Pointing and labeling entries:
****************

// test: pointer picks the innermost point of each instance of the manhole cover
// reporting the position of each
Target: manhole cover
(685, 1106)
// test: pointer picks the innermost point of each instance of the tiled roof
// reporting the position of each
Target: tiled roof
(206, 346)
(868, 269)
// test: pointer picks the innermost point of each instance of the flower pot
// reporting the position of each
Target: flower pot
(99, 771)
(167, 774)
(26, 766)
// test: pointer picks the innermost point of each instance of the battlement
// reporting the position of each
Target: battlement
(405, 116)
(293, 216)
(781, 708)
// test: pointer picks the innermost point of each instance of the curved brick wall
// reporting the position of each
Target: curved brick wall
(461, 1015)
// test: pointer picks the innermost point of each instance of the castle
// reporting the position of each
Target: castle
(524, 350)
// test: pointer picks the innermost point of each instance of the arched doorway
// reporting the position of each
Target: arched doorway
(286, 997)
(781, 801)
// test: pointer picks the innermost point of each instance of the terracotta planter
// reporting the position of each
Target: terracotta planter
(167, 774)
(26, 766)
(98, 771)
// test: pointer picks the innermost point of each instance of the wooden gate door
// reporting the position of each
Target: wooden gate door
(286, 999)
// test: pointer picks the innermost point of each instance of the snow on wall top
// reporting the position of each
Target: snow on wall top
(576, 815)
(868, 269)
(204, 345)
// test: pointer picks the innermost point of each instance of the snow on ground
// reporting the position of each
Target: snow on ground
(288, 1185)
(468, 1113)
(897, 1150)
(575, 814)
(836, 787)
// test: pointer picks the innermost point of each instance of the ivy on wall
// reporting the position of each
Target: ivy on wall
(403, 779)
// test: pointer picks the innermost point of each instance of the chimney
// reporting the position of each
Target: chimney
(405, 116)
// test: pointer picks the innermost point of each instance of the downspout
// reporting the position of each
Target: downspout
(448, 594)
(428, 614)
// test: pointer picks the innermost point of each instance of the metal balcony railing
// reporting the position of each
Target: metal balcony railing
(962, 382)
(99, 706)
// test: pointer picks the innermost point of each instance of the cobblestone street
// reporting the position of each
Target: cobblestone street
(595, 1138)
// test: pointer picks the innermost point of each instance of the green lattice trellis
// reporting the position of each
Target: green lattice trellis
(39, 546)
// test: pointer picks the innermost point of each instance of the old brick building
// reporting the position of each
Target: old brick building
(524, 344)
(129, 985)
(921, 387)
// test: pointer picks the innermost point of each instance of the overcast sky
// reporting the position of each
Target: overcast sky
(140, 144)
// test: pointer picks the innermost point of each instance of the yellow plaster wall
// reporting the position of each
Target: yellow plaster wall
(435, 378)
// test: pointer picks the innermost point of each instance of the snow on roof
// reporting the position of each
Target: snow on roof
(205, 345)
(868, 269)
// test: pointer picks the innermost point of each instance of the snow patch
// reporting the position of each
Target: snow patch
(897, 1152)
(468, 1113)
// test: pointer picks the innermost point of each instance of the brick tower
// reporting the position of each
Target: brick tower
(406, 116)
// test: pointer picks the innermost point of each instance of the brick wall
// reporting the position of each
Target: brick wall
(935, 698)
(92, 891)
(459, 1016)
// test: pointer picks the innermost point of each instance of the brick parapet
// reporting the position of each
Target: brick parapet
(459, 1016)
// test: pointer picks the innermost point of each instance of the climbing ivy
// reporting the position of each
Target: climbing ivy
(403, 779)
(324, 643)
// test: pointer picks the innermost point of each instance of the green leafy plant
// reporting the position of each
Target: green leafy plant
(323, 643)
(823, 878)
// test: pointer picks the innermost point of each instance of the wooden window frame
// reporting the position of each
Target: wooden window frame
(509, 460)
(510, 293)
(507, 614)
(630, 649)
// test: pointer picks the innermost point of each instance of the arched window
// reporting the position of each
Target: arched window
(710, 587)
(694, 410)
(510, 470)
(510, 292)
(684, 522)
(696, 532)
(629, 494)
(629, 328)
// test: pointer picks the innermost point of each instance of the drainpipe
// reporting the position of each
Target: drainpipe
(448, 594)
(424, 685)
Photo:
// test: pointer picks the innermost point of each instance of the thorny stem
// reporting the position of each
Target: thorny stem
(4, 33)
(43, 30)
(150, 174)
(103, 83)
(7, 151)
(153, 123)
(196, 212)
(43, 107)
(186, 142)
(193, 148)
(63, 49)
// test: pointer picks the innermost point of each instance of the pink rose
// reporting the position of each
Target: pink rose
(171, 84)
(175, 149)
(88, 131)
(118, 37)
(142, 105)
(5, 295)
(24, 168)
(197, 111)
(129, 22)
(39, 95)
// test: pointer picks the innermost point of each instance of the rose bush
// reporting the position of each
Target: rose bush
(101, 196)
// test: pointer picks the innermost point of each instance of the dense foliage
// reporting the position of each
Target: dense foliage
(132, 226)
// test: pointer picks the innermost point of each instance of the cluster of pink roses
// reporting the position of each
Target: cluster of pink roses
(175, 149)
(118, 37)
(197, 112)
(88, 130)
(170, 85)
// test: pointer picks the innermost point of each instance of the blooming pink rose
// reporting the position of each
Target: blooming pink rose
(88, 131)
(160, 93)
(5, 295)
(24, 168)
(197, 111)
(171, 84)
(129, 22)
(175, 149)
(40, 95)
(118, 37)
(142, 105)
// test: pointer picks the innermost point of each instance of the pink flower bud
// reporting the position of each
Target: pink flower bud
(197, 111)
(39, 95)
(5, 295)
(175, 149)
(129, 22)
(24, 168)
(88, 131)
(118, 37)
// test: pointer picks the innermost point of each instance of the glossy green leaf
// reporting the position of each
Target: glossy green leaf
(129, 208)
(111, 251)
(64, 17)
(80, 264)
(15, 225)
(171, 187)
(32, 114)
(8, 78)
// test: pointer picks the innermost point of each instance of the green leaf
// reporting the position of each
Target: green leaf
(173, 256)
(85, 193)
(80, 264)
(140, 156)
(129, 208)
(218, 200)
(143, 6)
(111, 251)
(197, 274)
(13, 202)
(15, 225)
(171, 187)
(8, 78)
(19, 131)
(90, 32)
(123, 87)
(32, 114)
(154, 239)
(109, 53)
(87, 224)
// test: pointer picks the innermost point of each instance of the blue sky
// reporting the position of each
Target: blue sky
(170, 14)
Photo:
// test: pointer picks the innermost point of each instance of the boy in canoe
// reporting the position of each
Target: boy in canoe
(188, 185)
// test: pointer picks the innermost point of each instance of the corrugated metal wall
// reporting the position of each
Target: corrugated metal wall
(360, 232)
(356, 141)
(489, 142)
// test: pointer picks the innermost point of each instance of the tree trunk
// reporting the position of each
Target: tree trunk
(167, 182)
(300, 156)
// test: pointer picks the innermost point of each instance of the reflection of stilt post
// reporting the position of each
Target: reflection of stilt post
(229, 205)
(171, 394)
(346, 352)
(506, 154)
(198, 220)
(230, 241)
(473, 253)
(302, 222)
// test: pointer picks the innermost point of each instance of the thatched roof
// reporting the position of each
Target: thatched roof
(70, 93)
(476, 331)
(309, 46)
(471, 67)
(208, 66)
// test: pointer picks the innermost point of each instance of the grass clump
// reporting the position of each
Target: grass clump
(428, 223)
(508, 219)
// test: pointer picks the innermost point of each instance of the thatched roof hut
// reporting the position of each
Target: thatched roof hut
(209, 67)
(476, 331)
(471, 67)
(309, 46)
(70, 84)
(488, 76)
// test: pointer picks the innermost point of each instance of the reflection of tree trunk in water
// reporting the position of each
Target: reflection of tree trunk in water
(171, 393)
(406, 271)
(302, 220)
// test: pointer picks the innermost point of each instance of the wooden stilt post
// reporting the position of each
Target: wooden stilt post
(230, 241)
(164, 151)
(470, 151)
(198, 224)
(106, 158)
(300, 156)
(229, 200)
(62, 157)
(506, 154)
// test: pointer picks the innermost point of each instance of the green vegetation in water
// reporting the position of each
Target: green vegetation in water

****************

- [TASK GOAL]:
Output the lines of these entries as a numbered list, leaving out any blank lines.

- [THE RESPONSE]:
1. // test: pointer picks the innermost point of each instance of the manhole cover
2. // reporting the position of each
3. Target: manhole cover
4. (685, 1106)
5. // test: pointer picks the innermost point of each instance of the tiled roof
6. // reporting the position of each
7. Target: tiled roof
8. (206, 346)
9. (868, 269)
10. // test: pointer picks the innermost point of each instance of the flower pot
11. // reporting the position of each
12. Target: flower pot
13. (99, 771)
14. (167, 774)
15. (26, 766)
16. // test: pointer picks the innermost point of each instance of the battlement
17. // reporting the position of each
18. Target: battlement
19. (405, 116)
20. (293, 216)
21. (781, 708)
22. // test: pointer picks the innermost point of each instance of the curved brick wall
23. // reporting the position of each
24. Target: curved brick wall
25. (461, 1015)
26. // test: pointer picks the innermost point of each instance of the castle
27. // reporting the position of each
28. Target: castle
29. (524, 350)
30. // test: pointer picks the innermost point of each instance of the arched doorway
31. // reporting the position of each
32. Target: arched doorway
33. (286, 997)
34. (781, 801)
35. // test: pointer picks the innermost point of each instance of the terracotta planter
36. // reporting the position of each
37. Target: terracotta planter
38. (167, 774)
39. (26, 766)
40. (98, 771)
41. // test: pointer picks the innermost point of each instance of the wooden gate door
42. // reporting the position of each
43. Target: wooden gate door
44. (286, 999)
45. // test: pointer picks the innermost point of each instance of the snow on wall top
46. // reporting the position of each
47. Target: snow on wall top
48. (576, 815)
49. (868, 269)
50. (204, 345)
51. // test: pointer picks the innermost point of each instance of the snow on ground
52. // reporting the position of each
53. Target: snow on ground
54. (288, 1185)
55. (468, 1113)
56. (897, 1150)
57. (575, 814)
58. (836, 787)
59. // test: pointer picks the innermost point of each instance of the ivy on wall
60. // reporting the position of each
61. Target: ivy on wall
62. (403, 779)
63. // test: pointer picks the innermost point of each instance of the chimney
64. // reporting the position of each
65. Target: chimney
66. (405, 116)
67. // test: pointer picks the innermost point of each instance of the downspout
68. // reporting the position of each
69. Target: downspout
70. (448, 594)
71. (428, 614)
72. // test: pointer picks the innermost point of each instance of the metal balcony railing
73. // reporting the position of each
74. Target: metal balcony railing
75. (962, 382)
76. (99, 706)
77. // test: pointer picks the innermost point of each instance of the cobblestone street
78. // reporting the position of each
79. Target: cobblestone street
80. (595, 1138)
81. // test: pointer picks the innermost point of each instance of the green lattice trellis
82. // reporting the position of each
83. Target: green lattice trellis
84. (39, 546)
85. // test: pointer picks the innermost point of each instance of the old brick building
86. // reporting the position of each
87. Target: old brick building
88. (524, 344)
89. (129, 985)
90. (921, 387)
91. // test: pointer picks the innermost point of each instance of the overcast sky
92. // reporting the position of each
93. Target: overcast sky
94. (140, 144)
95. // test: pointer picks the innermost point of each instance of the yellow plaster wall
96. // reporting the position of each
97. Target: yellow plaster wall
98. (435, 378)
99. // test: pointer picks the innermost point of each instance of the snow on roof
100. // reporting the position of each
101. Target: snow on roof
102. (205, 345)
103. (868, 269)
104. // test: pointer picks the innermost point of each instance of the snow patch
105. // reporting the position of each
106. Target: snow patch
107. (897, 1152)
108. (468, 1113)
109. // test: pointer picks the innermost point of each instance of the brick tower
110. // reporting the position of each
111. Target: brick tower
112. (406, 116)
113. // test: pointer picks the innermost point of each instance of the brick wall
114. // reporting the position of each
115. Target: brick wall
116. (935, 698)
117. (92, 891)
118. (459, 1016)
119. // test: pointer picks the innermost point of each instance of the brick parapet
120. // reporting the position of each
121. Target: brick parapet
122. (459, 1016)
123. // test: pointer picks the innermost point of each instance of the climbing ivy
124. // reporting the position of each
125. Target: climbing ivy
126. (403, 779)
127. (324, 643)
128. // test: pointer picks the innermost point of each instance of the green leafy plant
129. // reporting the position of each
130. Target: green leafy plant
131. (323, 643)
132. (823, 878)
133. // test: pointer picks the innermost point of each instance of the wooden window frame
134. // reporting the position of each
135. Target: wooden window frame
136. (509, 460)
137. (510, 293)
138. (507, 614)
139. (630, 649)
140. // test: pointer picks the innermost point of each instance of the arched window
141. // reporting the position of each
142. Target: arched window
143. (710, 587)
144. (694, 410)
145. (510, 470)
146. (510, 292)
147. (684, 522)
148. (696, 532)
149. (629, 494)
150. (629, 328)
151. // test: pointer picks the innermost point of each instance of the drainpipe
152. // reporting the position of each
153. Target: drainpipe
154. (448, 594)
155. (424, 685)
156. Photo:
157. // test: pointer picks the innermost point of each instance of the thorny stem
158. // reporting the position of each
159. Target: thorny stem
160. (4, 33)
161. (43, 30)
162. (150, 174)
163. (103, 83)
164. (7, 151)
165. (153, 123)
166. (196, 212)
167. (43, 107)
168. (186, 142)
169. (193, 148)
170. (63, 49)
171. // test: pointer picks the innermost point of each instance of the pink rose
172. // reporting the position of each
173. Target: pink rose
174. (171, 84)
175. (175, 149)
176. (88, 131)
177. (118, 37)
178. (142, 105)
179. (5, 295)
180. (24, 168)
181. (197, 111)
182. (129, 22)
183. (39, 95)
184. // test: pointer picks the innermost point of each instance of the rose bush
185. // reporting the position of each
186. Target: rose bush
187. (101, 196)
188. // test: pointer picks the innermost point of each instance of the dense foliage
189. // reporting the position of each
190. Target: dense foliage
191. (132, 226)
192. // test: pointer picks the innermost point of each instance of the cluster of pink roses
193. // reporting the position of each
194. Target: cluster of pink roses
195. (175, 149)
196. (118, 37)
197. (197, 112)
198. (88, 130)
199. (170, 85)
200. // test: pointer picks the innermost point of each instance of the blooming pink rose
201. // reporting the position of each
202. Target: blooming pink rose
203. (88, 131)
204. (160, 93)
205. (5, 295)
206. (24, 168)
207. (197, 111)
208. (171, 84)
209. (129, 22)
210. (175, 149)
211. (40, 95)
212. (118, 37)
213. (142, 105)
214. // test: pointer picks the innermost point of each instance of the pink flower bud
215. // reporting the position of each
216. Target: pink flower bud
217. (197, 111)
218. (39, 95)
219. (5, 295)
220. (175, 149)
221. (129, 22)
222. (24, 168)
223. (88, 131)
224. (118, 37)
225. // test: pointer picks the innermost point of each instance of the glossy green leaf
226. // reporting the position of each
227. Target: glossy green leaf
228. (129, 208)
229. (111, 251)
230. (64, 17)
231. (80, 264)
232. (15, 225)
233. (171, 187)
234. (32, 114)
235. (8, 78)
236. // test: pointer picks the innermost point of each instance of the green leaf
237. // reporting the position of each
238. Target: green leaf
239. (173, 256)
240. (85, 193)
241. (80, 264)
242. (140, 156)
243. (129, 208)
244. (218, 200)
245. (143, 6)
246. (111, 251)
247. (197, 274)
248. (13, 202)
249. (15, 225)
250. (171, 187)
251. (8, 78)
252. (19, 131)
253. (90, 32)
254. (123, 87)
255. (32, 114)
256. (154, 239)
257. (109, 53)
258. (87, 224)
259. // test: pointer picks the innermost point of each instance of the blue sky
260. // reporting the position of each
261. Target: blue sky
262. (170, 14)
263. Photo:
264. // test: pointer picks the innermost point of each instance of the boy in canoe
265. // reporting the position of each
266. Target: boy in canoe
267. (188, 185)
268. // test: pointer picks the innermost point of each instance of the corrugated metal wall
269. // reporting the position of each
270. Target: corrugated metal wall
271. (360, 232)
272. (356, 141)
273. (489, 142)
274. // test: pointer picks the innermost point of each instance of the tree trunk
275. // reporting the position of each
276. Target: tree trunk
277. (167, 182)
278. (300, 156)
279. // test: pointer picks the innermost point of each instance of the reflection of stilt post
280. // reporting the position of each
281. Target: reflection of stilt post
282. (229, 205)
283. (171, 394)
284. (346, 352)
285. (506, 154)
286. (198, 220)
287. (230, 241)
288. (473, 253)
289. (302, 222)
290. // test: pointer picks the innermost point of each instance of the thatched roof
291. // reporting the position of each
292. Target: thatched roof
293. (70, 93)
294. (476, 331)
295. (309, 46)
296. (471, 67)
297. (208, 66)
298. // test: pointer picks the innermost point of each instance of the grass clump
299. // reporting the position of each
300. Target: grass clump
301. (428, 223)
302. (508, 219)
303. // test: pointer picks the innermost point of each instance of the thatched roof hut
304. // reporting the position of each
305. Target: thatched roof hut
306. (209, 67)
307. (476, 331)
308. (471, 67)
309. (309, 46)
310. (70, 84)
311. (488, 76)
312. // test: pointer picks the innermost point of each instance of the reflection of tree trunk in water
313. // reporting the position of each
314. Target: reflection of tree trunk in water
315. (171, 393)
316. (406, 271)
317. (302, 220)
318. // test: pointer picks the innermost point of each instance of the wooden stilt post
319. // reporting the position of each
320. Target: wooden stilt post
321. (230, 241)
322. (164, 151)
323. (470, 151)
324. (198, 224)
325. (106, 158)
326. (300, 156)
327. (229, 200)
328. (62, 157)
329. (506, 154)
330. // test: pointer picks the innermost point of each instance of the green vegetation in water
331. // reporting the position of each
332. Target: green vegetation in water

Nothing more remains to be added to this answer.